# START OF EXCERPT PROVIDED
Friday, 20 December 2019

Printed fan leaves of the 1630s by Abraham Bosse


The famous engraving by Abraham Bosse (1602-1676) of people shopping in the Galerie Royale shows three booths. On the left a bookshop, on the right a booth selling collars, neckerchiefs and lace, and in the centre a booth selling gloves and fans. In the centre foreground a gentleman, a lady and her maid servant are admiring a fan. Behind them in the booth a server is taking down a box labelled Eventails du Bosse [fans by Bosse]. 

Bosse is know to have engraved at least two series of leaves for folding fans, and some for fixed fans. One series shows scenes from classical mythology. A leaf dated 1638 in the Museum of Fine Arts Boston has a central cartouche showing the Birth of Adonis, with Daphne as a tree giving birth, surrounded by four winged figures and Venus. The smaller cartouches either side show Venus, Adonis, and Cupid on one side and Venus with a sleeping Adonis, Cupid and a chariot in clouds. The rest of the leaf includes swags holding floral emblems surrounded by cupids. Another Bosse fan leaf depicted in Helene Alexander’s book Fans (Costume Accessories Series) and dated 1637, has a central cartouche representing the Judgement of Paris.
# END OF EXCERPT PROVIDED
# START OF STORED ROWS
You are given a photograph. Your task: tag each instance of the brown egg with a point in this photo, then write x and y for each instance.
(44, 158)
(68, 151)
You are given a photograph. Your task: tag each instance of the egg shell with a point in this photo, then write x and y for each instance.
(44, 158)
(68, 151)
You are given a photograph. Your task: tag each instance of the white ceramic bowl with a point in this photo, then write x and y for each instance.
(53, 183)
# END OF STORED ROWS
# START OF STORED ROWS
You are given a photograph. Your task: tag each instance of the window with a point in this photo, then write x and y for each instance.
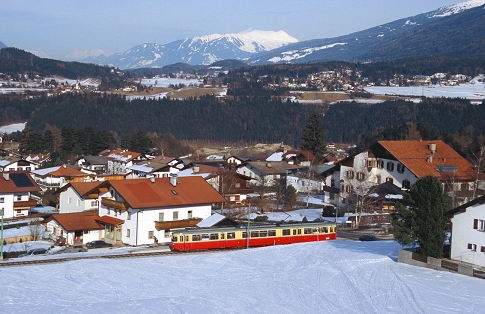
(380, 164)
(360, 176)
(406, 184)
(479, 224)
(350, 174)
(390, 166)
# END OF STORED ROWS
# START OF STORED ROWS
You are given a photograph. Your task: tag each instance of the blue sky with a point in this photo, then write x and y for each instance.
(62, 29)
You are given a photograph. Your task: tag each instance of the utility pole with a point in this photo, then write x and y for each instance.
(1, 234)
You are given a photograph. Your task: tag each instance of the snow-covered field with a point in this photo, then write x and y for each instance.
# END OF STORED ROWS
• TASK DETAILS
Answer these questions about the text on Abraham Bosse's fan leaves:
(a) What label is on the box the server is taking down in the Galerie Royale engraving?
(b) Which museum holds the fan leaf dated 1638?
(c) What does the central cartouche of the leaf dated 1637 represent?

• WRITTEN ANSWER
(a) Eventails du Bosse [fans by Bosse]
(b) The Museum of Fine Arts Boston
(c) The Judgement of Paris